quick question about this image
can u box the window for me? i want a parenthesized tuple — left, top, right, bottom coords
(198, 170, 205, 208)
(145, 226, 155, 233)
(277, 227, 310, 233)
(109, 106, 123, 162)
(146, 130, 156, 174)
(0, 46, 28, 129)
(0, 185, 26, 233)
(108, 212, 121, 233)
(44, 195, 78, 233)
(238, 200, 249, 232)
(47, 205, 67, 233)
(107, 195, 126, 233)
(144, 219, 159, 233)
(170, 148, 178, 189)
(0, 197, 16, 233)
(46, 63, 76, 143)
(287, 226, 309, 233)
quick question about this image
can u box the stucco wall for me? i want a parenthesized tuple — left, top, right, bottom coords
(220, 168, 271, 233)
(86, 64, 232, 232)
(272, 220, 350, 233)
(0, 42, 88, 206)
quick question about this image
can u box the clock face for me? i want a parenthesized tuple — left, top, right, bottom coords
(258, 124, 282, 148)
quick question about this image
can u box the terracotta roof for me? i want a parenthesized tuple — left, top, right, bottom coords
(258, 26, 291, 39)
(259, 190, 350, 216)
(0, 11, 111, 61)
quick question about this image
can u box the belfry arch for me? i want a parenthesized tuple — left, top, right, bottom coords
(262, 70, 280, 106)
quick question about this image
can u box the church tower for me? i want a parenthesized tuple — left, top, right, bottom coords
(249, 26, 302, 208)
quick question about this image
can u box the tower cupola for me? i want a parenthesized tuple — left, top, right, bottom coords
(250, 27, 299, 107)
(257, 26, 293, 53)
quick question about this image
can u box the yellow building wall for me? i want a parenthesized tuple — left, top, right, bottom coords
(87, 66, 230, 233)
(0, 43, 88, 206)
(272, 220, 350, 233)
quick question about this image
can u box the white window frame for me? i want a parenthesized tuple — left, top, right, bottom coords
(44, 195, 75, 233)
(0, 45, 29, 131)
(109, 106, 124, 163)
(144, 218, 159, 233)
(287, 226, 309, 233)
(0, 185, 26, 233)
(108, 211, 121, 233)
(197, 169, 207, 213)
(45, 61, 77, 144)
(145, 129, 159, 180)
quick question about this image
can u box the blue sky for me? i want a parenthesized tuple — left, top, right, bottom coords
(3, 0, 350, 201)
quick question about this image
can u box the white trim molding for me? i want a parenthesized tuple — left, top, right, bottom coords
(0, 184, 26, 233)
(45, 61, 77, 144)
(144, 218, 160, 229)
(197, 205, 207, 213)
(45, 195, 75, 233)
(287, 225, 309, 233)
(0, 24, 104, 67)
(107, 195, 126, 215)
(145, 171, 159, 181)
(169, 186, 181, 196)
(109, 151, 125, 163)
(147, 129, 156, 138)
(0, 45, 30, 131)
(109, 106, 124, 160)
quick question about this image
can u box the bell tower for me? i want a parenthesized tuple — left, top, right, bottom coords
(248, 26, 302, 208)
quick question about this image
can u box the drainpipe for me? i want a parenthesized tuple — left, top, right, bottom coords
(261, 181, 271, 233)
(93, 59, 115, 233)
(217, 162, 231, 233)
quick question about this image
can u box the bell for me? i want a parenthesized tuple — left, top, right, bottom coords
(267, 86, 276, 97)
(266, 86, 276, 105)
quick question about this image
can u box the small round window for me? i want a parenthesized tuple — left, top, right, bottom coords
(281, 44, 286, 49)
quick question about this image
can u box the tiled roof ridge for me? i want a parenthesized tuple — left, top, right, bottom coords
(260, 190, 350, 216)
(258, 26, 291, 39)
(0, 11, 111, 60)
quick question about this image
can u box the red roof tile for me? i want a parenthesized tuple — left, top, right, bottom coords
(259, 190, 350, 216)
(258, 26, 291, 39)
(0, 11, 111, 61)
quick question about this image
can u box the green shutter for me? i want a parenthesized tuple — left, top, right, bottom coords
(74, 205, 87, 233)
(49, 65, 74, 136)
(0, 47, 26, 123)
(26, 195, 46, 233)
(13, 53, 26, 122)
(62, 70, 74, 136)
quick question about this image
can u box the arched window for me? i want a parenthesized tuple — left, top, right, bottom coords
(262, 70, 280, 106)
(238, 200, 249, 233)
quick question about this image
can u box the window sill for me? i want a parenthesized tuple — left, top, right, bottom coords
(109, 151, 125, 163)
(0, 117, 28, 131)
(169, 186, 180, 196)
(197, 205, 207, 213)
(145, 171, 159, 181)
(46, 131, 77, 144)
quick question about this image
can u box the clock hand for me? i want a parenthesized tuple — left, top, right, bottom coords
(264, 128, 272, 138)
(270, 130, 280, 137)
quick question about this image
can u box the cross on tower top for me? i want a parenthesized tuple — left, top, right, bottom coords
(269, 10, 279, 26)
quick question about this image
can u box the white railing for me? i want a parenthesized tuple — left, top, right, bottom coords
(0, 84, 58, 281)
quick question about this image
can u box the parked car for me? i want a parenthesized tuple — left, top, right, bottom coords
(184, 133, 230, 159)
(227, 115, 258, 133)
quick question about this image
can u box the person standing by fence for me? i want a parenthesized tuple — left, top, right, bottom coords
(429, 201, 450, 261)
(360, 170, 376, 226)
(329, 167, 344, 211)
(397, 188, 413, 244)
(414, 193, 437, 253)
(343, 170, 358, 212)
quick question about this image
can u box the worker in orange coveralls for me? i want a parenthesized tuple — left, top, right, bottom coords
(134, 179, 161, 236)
......
* **To do**: Write each line of the data down again exactly as it reads.

* **Answer for the task**:
quick question about this image
can u box the window for me? i want a parenthesized tuple — left, top, right, bottom coords
(198, 170, 205, 208)
(145, 226, 155, 233)
(277, 227, 310, 233)
(109, 106, 123, 162)
(146, 130, 156, 174)
(0, 46, 28, 129)
(0, 185, 26, 233)
(108, 212, 121, 233)
(44, 195, 78, 233)
(238, 200, 249, 232)
(47, 205, 67, 233)
(107, 195, 126, 233)
(144, 219, 159, 233)
(170, 148, 178, 189)
(0, 197, 16, 233)
(46, 63, 76, 143)
(287, 226, 309, 233)
quick question about this image
can u box the stucco wall for me? i want a parenthesized tuple — left, top, right, bottom coords
(220, 168, 271, 233)
(86, 64, 232, 232)
(272, 220, 350, 233)
(0, 42, 88, 206)
quick question about this image
can u box the clock face for me? i want a parenthesized tuple — left, top, right, bottom coords
(258, 124, 282, 148)
quick question about this image
can u box the terracotta roof for me? i want a parenthesized tuple — left, top, right, bottom coords
(258, 26, 291, 39)
(259, 190, 350, 216)
(0, 11, 111, 61)
quick question about this image
can u box the belfry arch for me? i want a parenthesized tuple — left, top, right, bottom coords
(262, 70, 280, 106)
quick question about this image
can u box the church tower for me? i want a parenthesized tuple — left, top, right, bottom coords
(249, 26, 302, 208)
quick question about this image
can u box the tower cupola for me? i want a parenthesized tuple — left, top, right, bottom coords
(250, 27, 299, 107)
(257, 26, 293, 53)
quick question about this image
can u box the yellow building wall for me? i want a parenthesized tuple — left, top, right, bottom coords
(87, 66, 230, 233)
(0, 43, 88, 206)
(272, 220, 350, 233)
quick question about this image
can u box the white window frame for me? i want a parenthesized tuple — left, top, right, bottom coords
(44, 195, 75, 233)
(0, 45, 29, 131)
(109, 106, 124, 163)
(144, 218, 159, 233)
(287, 226, 309, 233)
(0, 185, 26, 233)
(108, 211, 121, 233)
(197, 169, 207, 213)
(45, 61, 77, 144)
(145, 129, 159, 180)
quick question about this image
can u box the blue sky for me? i want a parenthesized tuple — left, top, right, bottom coords
(3, 0, 350, 201)
quick question about this image
can u box the white trim molding for me? i want a parenthesized tuple — left, top, right, bottom coords
(0, 184, 26, 233)
(45, 61, 77, 144)
(144, 218, 160, 229)
(197, 205, 207, 213)
(45, 195, 75, 233)
(287, 225, 309, 233)
(0, 24, 104, 67)
(107, 195, 126, 215)
(145, 171, 159, 181)
(169, 186, 181, 196)
(109, 151, 125, 163)
(147, 129, 156, 138)
(0, 45, 30, 131)
(109, 106, 124, 160)
quick question about this image
can u box the bell tower for me? i want a parenthesized tuple — left, top, right, bottom coords
(248, 26, 302, 208)
quick question about this image
can u box the drainpipe for me? i want a parenthesized tuple — left, top, right, bottom coords
(261, 181, 271, 233)
(93, 59, 115, 233)
(217, 162, 231, 233)
quick question about this image
can u box the bell for me? i want a parenthesized tuple — left, top, right, bottom coords
(267, 86, 276, 97)
(266, 86, 276, 105)
quick question about this image
can u box the small round window for me? i want a parenthesized tuple — left, top, right, bottom coords
(281, 44, 286, 49)
quick question about this image
can u box the tiled roof ridge for me? i want a parenthesized tuple — left, top, right, bottom coords
(260, 190, 350, 216)
(258, 26, 291, 39)
(0, 11, 111, 60)
quick question about this image
can u box the red roof tile for me? i want a parenthesized tuple — left, top, right, bottom coords
(259, 190, 350, 216)
(258, 26, 291, 39)
(0, 11, 111, 61)
quick question about this image
can u box the green shutter for me? i want a parenthesized tuple — left, top, right, bottom coords
(74, 205, 87, 233)
(49, 65, 74, 136)
(0, 47, 26, 123)
(26, 195, 46, 233)
(13, 53, 26, 122)
(62, 70, 74, 136)
quick question about this image
can u box the arched window for me? i want a parenthesized tuple — left, top, right, bottom coords
(262, 70, 280, 106)
(238, 200, 249, 233)
quick question about this image
can u box the window sill for me? i want a parenthesized tuple — left, top, right, bottom coords
(109, 151, 125, 163)
(0, 117, 28, 131)
(169, 186, 180, 196)
(197, 205, 207, 213)
(145, 171, 159, 181)
(46, 131, 77, 144)
quick question about this image
can u box the clock hand for me? i want a parenthesized tuple — left, top, right, bottom coords
(264, 128, 272, 138)
(270, 130, 280, 137)
quick question about this image
can u box the cross on tower top for me? i want a parenthesized tuple — left, top, right, bottom coords
(269, 10, 279, 26)
quick question about this image
can u box the white railing for me? i want a parenthesized tuple — left, top, right, bottom coords
(0, 84, 58, 281)
quick question about this image
can u box the parked car for me? i want a parenthesized tuple — left, top, right, bottom coords
(184, 133, 230, 159)
(227, 115, 258, 133)
quick question about this image
can u box the person standing by fence for me? i want a parenthesized tuple — left, top, right, bottom coords
(429, 201, 450, 261)
(360, 170, 376, 226)
(329, 167, 344, 211)
(397, 188, 413, 244)
(414, 193, 437, 253)
(343, 170, 358, 212)
quick question about this image
can u box the worker in orange coveralls for me? i want a parenthesized tuple — left, top, right, bottom coords
(134, 179, 161, 236)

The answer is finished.